▸ TASK INSTRUCTIONS
The whole listing needs retyping exactly; keep the pictures out of it.

Segment Start: LISTED ENTRIES

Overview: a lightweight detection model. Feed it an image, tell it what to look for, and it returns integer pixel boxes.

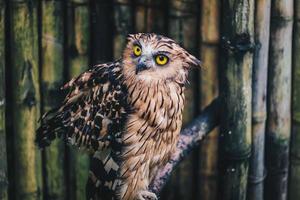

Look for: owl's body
[36,33,201,200]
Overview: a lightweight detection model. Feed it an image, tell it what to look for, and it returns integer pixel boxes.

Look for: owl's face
[122,33,201,83]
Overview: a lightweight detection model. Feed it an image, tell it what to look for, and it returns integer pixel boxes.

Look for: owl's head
[122,33,201,83]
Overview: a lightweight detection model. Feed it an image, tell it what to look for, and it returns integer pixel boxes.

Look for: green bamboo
[289,0,300,199]
[219,0,254,199]
[167,0,198,199]
[66,1,90,199]
[265,0,293,199]
[247,0,271,200]
[8,1,41,199]
[114,0,133,58]
[67,0,90,77]
[40,1,66,199]
[198,0,220,199]
[135,0,166,34]
[0,0,8,199]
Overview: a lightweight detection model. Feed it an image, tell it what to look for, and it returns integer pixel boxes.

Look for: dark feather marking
[137,120,148,134]
[150,112,157,127]
[131,158,141,171]
[153,103,157,113]
[155,83,159,98]
[131,89,143,106]
[132,176,139,195]
[143,100,151,119]
[167,119,174,130]
[175,92,181,112]
[136,135,150,155]
[156,43,174,50]
[160,95,164,109]
[143,87,150,103]
[129,83,138,97]
[126,118,140,129]
[123,133,134,143]
[122,146,135,157]
[155,132,164,147]
[151,129,161,142]
[138,125,149,142]
[120,167,130,178]
[122,184,130,200]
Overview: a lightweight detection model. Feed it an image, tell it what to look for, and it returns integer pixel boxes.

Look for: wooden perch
[149,97,220,195]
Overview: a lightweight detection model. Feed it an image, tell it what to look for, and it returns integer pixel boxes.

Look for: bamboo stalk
[166,0,198,199]
[134,0,166,34]
[198,0,220,199]
[8,1,41,199]
[289,0,300,199]
[67,0,90,77]
[0,0,8,199]
[247,0,271,200]
[219,0,254,199]
[40,1,66,199]
[66,1,90,199]
[113,0,133,59]
[265,0,293,199]
[90,0,114,64]
[134,0,147,33]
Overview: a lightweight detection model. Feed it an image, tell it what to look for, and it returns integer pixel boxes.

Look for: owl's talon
[136,190,158,200]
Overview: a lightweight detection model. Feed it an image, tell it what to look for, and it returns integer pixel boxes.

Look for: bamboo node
[290,152,300,165]
[0,99,4,107]
[221,33,255,54]
[266,167,288,176]
[252,112,267,123]
[41,84,65,107]
[292,117,300,124]
[67,1,89,7]
[22,91,36,107]
[0,179,9,188]
[248,169,267,184]
[222,147,251,161]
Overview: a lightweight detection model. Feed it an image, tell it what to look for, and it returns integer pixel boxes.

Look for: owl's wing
[35,60,129,151]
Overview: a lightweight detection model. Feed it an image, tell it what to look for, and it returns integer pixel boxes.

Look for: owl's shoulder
[63,59,123,90]
[36,59,131,151]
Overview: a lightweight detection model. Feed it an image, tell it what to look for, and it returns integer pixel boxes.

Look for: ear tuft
[126,34,135,40]
[187,54,202,68]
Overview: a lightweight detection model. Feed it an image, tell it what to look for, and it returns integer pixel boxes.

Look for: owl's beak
[136,63,148,74]
[136,56,150,74]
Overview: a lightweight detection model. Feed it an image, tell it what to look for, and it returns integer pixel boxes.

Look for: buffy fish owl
[36,33,201,200]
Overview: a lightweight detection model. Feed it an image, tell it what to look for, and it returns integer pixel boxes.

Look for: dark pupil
[136,48,140,52]
[159,56,164,61]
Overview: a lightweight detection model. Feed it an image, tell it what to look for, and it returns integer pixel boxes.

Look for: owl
[36,33,201,200]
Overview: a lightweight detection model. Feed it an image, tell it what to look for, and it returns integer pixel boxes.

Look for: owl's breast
[121,80,185,165]
[127,80,185,131]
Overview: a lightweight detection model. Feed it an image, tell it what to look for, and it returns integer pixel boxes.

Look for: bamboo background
[0,0,298,200]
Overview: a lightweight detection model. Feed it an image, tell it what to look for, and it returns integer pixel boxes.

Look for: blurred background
[0,0,299,200]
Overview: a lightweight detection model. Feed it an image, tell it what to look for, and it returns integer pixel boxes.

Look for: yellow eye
[133,45,142,56]
[155,55,169,65]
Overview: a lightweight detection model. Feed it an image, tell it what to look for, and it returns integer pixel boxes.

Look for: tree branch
[149,97,221,195]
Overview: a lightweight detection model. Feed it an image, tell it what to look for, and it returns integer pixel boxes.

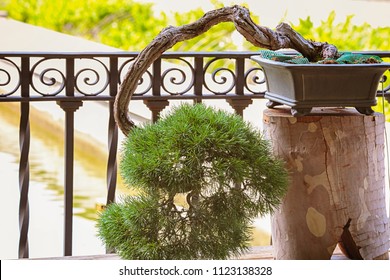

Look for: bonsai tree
[97,104,288,259]
[97,5,388,260]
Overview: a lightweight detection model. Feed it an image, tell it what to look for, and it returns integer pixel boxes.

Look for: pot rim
[251,55,390,69]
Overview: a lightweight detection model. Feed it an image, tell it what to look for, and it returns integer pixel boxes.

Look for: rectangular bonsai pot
[251,55,390,115]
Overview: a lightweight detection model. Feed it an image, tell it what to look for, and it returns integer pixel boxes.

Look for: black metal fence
[1,51,389,258]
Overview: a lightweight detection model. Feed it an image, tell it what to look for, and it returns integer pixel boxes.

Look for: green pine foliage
[97,104,288,259]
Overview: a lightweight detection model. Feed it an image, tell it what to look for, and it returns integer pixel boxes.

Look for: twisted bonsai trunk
[114,5,338,135]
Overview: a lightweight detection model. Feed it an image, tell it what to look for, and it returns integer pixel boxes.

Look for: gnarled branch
[115,5,338,135]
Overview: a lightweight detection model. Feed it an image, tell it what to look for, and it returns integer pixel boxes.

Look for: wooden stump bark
[263,107,389,260]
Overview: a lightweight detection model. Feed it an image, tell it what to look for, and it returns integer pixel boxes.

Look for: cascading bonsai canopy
[98,104,289,259]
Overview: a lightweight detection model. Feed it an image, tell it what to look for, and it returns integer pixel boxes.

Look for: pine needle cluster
[97,103,288,259]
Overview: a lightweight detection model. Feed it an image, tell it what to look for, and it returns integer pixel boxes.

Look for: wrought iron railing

Segment End: LISTED ENTRIES

▸ ANSWER TO THIS EXERCISE
Overview: a lightweight detection model. Feed it an image, tell it what to look for, and it returns integer pixel boxes.


Look for: owl's body
[36,33,201,200]
Overview: a lightweight detection model. Feed it an image, tell it what to look for, and it returns integer pixel boxes.

Look for: owl's face
[122,33,201,83]
Overview: a lightweight detection model. Feed it an image, tell it what to look for, and it returns integer pixel boxes.

Look for: owl's head
[122,33,201,83]
Overview: a lightweight detection model. Feed it an image, tell it what to look for, and it returns integer pixel boxes.

Look for: green bamboo
[289,0,300,199]
[219,0,254,199]
[167,0,198,199]
[66,1,90,199]
[265,0,293,199]
[247,0,271,200]
[8,1,41,199]
[114,0,133,58]
[67,0,90,77]
[40,1,66,199]
[198,0,220,199]
[135,0,166,34]
[0,0,8,199]
Overview: a lightweight detection model. Feed it an image, tell it what to look for, and it returns integer pixel boxes.

Look for: dark feather marking
[137,120,148,134]
[150,112,157,127]
[131,158,141,171]
[153,103,157,113]
[155,83,159,98]
[131,89,143,106]
[132,176,139,195]
[143,100,151,119]
[167,119,174,130]
[175,92,181,112]
[136,135,150,155]
[156,43,174,50]
[160,95,164,109]
[143,87,150,103]
[129,83,138,97]
[126,118,140,129]
[123,133,134,143]
[122,146,135,157]
[155,132,164,147]
[151,129,161,142]
[138,125,149,142]
[120,167,130,178]
[122,184,130,200]
Overview: a lightweight detection model. Feed it an image, tell it what to look for, and it returns integer pixel boxes.

Look for: wooden perch
[149,97,220,195]
Overview: a lightweight detection model. Feed it an image, tell it what to look for, and it returns integer pixel boxes.

Look for: bamboo stalk
[166,0,198,199]
[134,0,166,34]
[198,0,220,199]
[8,1,41,199]
[289,0,300,199]
[67,0,90,77]
[0,0,8,199]
[247,0,271,200]
[219,0,254,199]
[40,1,66,199]
[66,1,90,199]
[113,0,133,59]
[265,0,293,199]
[90,0,114,64]
[134,0,147,33]
Overview: a lightweight detection model. Feed it an image, tell it what to look for, and it returns integer pixel boxes.

Look for: owl's talon
[136,190,158,200]
Overview: a lightweight detection model. Feed it an image, tell it what to look for, and it returns integer pixel boxes.

Look for: bamboo node
[290,152,300,165]
[0,99,4,107]
[221,33,255,54]
[266,167,288,176]
[252,112,267,123]
[41,84,65,107]
[292,117,300,124]
[67,1,89,7]
[22,91,36,107]
[0,179,9,188]
[248,169,267,184]
[222,147,251,161]
Overview: a lightweight detection model. Feed it an image, tell it what to look for, and it returns integer pixel boxes.

Look for: owl's wing
[35,60,129,151]
Overview: a lightweight detection model. Feed it an image, tell it what to look for, and it returns integer pixel boxes.

Look for: owl's shoulder
[63,59,123,90]
[36,59,131,151]
Overview: a lightweight detection model. Feed it an image, tell it what to look for, and it returns integer pixel boxes.

Look for: ear tuft
[126,34,135,40]
[187,54,202,68]
Overview: a lightweight detection model. Feed it an image, tell it what to look for, and it returns integer pixel boxes.

Look for: owl's beak
[136,63,148,74]
[136,56,150,74]
Overview: a lightweight detection model. Feed it an image, tell it what to look for, and it returns integer pixel boxes.

Look for: buffy fish owl
[36,33,201,200]
Overview: a lightweight detection model. Feed it an image, tell it what to look for, and it returns integer pixel boxes.

Look for: dark pupil
[136,48,140,52]
[159,56,164,61]
Overview: a lightweight detection model. Feed it an image, tell it what to look for, and it returns integer pixel boxes.

Look for: owl
[36,33,201,200]
Overview: a lightweight detection model. Feed it an image, tell it what to look for, and it returns integer pixel boxes.

Look for: owl's breast
[121,80,185,165]
[127,80,185,131]
Overview: a lightweight detection model. Feed it an image, tell it what to look for, and it returns integer pixel boxes.

Look for: bamboo background
[0,0,298,200]
Overview: a lightweight detection model. Feed it an image, tell it what to look for, and it returns integer pixel boxes.

Look for: blurred background
[0,0,299,200]
Overview: a lightweight detection model. Feed it an image, tell it what to look for, and it returns integer pixel boxes.

Look for: yellow eye
[133,45,142,56]
[155,55,169,65]
Overview: a lightweight detection model. Feed it an image, tell it what to look for, and it returns integer pixel boxes.

Look for: tree branch
[149,97,221,195]
Overview: a lightweight detection model. Feed it an image, tell it what to look for, and it returns integer pixel boxes.


Look for: bonsai tree
[97,104,288,259]
[97,5,388,260]
Overview: a lightweight detection model. Feed it an image, tell it what to look for, and it returns integer pixel boxes.

Look for: pot rim
[251,55,390,69]
Overview: a lightweight detection model. Feed it an image, tell it what to look for, and it returns integer pixel boxes.

Look for: rectangular bonsai pot
[251,55,390,115]
Overview: a lightweight detection model. Feed it an image, tell it what to look for, and it returns integer pixel boxes.

Look for: black metal fence
[1,51,389,258]
Overview: a lightweight detection model. Feed it an image, tell it what to look for, and it returns integer pixel boxes.

Look for: green pine foliage
[97,104,288,259]
Overview: a lightweight detection model. Feed it an image, tell it what to look for, and it returns integer pixel boxes.

Look for: twisted bonsai trunk
[114,5,338,135]
Overview: a lightweight detection model. Feed it an image, tell it what to look for, and it returns integer pixel boxes.

Look for: gnarled branch
[115,5,338,135]
Overview: a lightweight detection model. Feed it an image, tell it what to look for, and it returns integer pixel boxes.

Look for: wooden stump bark
[263,107,389,260]
Overview: a lightweight detection model. Feed it an image, tell it what to look for, and it returns integer pixel boxes.

Look for: cascading bonsai canopy
[98,104,289,259]
Overview: a lightweight detection model. Feed it an image, tell it what to look for, and it returns integer pixel boxes.

Look for: pine needle cluster
[97,103,288,259]
Overview: a lightweight detection model. Feed it an image, tell it what to look for, and it returns integer pixel boxes.

Look for: wrought iron railing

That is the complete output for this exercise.